→ Data provided:
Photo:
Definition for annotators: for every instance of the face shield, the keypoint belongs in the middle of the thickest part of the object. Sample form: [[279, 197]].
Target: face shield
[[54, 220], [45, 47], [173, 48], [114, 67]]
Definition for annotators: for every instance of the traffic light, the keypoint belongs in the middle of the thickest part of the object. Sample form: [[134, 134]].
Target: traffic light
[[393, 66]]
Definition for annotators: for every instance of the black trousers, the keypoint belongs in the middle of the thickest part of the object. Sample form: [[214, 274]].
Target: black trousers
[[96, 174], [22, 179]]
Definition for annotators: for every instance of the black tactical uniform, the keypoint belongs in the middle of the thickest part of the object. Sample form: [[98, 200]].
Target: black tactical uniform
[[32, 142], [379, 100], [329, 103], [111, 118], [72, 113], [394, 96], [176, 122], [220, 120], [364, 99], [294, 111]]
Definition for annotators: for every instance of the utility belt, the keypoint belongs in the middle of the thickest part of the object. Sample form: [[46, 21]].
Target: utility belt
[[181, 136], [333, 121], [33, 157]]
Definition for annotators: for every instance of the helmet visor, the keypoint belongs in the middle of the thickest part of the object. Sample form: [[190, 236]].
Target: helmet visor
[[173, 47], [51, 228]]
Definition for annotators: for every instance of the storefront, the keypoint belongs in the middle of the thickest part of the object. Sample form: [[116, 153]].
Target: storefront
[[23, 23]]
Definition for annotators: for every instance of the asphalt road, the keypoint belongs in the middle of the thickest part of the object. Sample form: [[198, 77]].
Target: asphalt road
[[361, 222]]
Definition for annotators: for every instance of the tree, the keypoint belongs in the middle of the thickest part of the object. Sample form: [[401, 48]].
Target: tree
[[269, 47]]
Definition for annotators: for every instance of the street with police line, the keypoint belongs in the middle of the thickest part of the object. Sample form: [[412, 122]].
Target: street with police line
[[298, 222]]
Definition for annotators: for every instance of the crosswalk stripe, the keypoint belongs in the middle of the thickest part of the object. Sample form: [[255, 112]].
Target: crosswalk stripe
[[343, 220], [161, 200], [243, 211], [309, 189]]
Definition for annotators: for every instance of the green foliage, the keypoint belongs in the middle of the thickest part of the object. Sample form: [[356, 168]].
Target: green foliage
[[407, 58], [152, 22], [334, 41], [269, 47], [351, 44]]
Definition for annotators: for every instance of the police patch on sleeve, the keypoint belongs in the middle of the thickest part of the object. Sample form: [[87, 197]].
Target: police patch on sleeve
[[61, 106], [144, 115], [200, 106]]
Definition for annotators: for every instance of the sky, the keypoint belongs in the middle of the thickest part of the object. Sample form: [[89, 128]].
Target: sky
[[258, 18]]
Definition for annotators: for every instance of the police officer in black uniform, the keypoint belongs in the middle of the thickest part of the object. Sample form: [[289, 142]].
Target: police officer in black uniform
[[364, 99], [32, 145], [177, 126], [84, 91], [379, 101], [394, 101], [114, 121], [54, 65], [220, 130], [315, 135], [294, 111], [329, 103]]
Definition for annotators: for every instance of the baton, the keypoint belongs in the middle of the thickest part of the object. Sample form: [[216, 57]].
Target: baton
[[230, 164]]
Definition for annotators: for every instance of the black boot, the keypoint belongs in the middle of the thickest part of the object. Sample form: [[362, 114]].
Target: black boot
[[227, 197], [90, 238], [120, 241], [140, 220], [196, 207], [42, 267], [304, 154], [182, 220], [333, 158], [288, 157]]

→ Work order: Type out the material again exactly as presented.

→ Solution to this task:
Photo:
Definition for annotators: for every instance of the face shield, the keypoint belongs in the middle of the thickest part of the object. Sample form: [[279, 197]].
Target: face shield
[[54, 220], [45, 47], [173, 48], [114, 67]]
Definition for annotators: for every instance of the traffic light, the keypoint belongs in the middle of the thickest part of the object. Sample form: [[134, 134]].
Target: traffic light
[[393, 66]]
Definition for annotators: for every instance of the black trousers, the keypoint belongs in the middle of the thickest part of the object. Sample form: [[214, 274]].
Target: black trousers
[[96, 174], [22, 179]]
Definition for annotators: for every instance of the black tactical uniform, the keypoint belongs in the middle of the thickest part of the object. Sample form: [[98, 200]].
Target: black tactical uniform
[[32, 142], [379, 100], [329, 103], [111, 118], [72, 113], [394, 96], [176, 122], [220, 120], [364, 99], [294, 111]]
Definition for annotators: for every instance of the utility belt, the keypoint belongs in the middle of the thickest part of the object. Sample form: [[46, 21]].
Target: utility belt
[[181, 136], [333, 121], [33, 157]]
Definition for annotators: for every instance of the helmet visor, the keypoint belongs in the middle of the thickest part of the object. Sample form: [[190, 236]].
Target: helmet visor
[[173, 47], [51, 228]]
Definition for annotators: for every instance of the storefront, the keypoint belongs in the middle of the thickest part of the object. Sample form: [[116, 153]].
Target: storefront
[[23, 23]]
Definition for annotators: for every instance of the asphalt road, the keypoint belongs in the middle of the thickest part of the object. Sample form: [[198, 77]].
Target: asphalt road
[[361, 222]]
Definition for annotators: for every instance of the tree, the keypoint belongs in the middle of the thickest part of the object. Sample form: [[401, 48]].
Target: tree
[[269, 47]]
Definition for annotators: for every instance of the street with police line, the keypoint belongs in the middle of the thickest part of the object. Sample form: [[412, 122]].
Target: street with police line
[[298, 222]]
Definition for annotators: for every instance of the crosswalk stripe, the keypoint belongs in the middle of the thickest part of the object. Sample form: [[255, 112]].
Target: crosswalk stripe
[[343, 220], [161, 200], [243, 211], [309, 189]]
Definition for annotators: for every instance of the green foliage, the keypoint belongs in the middle of the thickest part of the object. Sample form: [[356, 168]].
Target: green foliage
[[407, 58], [152, 22], [334, 41], [269, 47], [351, 44]]
Definition for annotators: for every instance of the police patch on sleeve, the keypoint belongs in the middle of the thickest part of the object. Sample form: [[87, 197]].
Target: police patch on sleeve
[[61, 106], [144, 115], [200, 106]]
Definition for annotators: for every instance of the sky, the keypoint belongs in the middle of the thickest part of the object. Sample form: [[89, 128]].
Target: sky
[[258, 18]]
Definition for annotators: for every instance of the police officer in black uniform, the keypoint belongs in the middle of the thickest part of the object. Sample form: [[289, 142]].
Target: police officer in black uniform
[[364, 99], [32, 145], [177, 126], [84, 91], [379, 101], [394, 101], [114, 121], [54, 65], [220, 130], [315, 135], [294, 111], [329, 103]]
Definition for annotators: for every instance of the baton, the keypoint belongs in the middle of the thickest part of the object. Sample form: [[216, 57]].
Target: baton
[[230, 164]]
Definition for annotators: for every instance of the black boot, the keypoint belongs in the middle of the thickest part of the object. Sample form: [[362, 114]].
Target: black boot
[[227, 197], [90, 238], [120, 241], [140, 220], [196, 207], [42, 267], [304, 154], [182, 220], [333, 158], [288, 157]]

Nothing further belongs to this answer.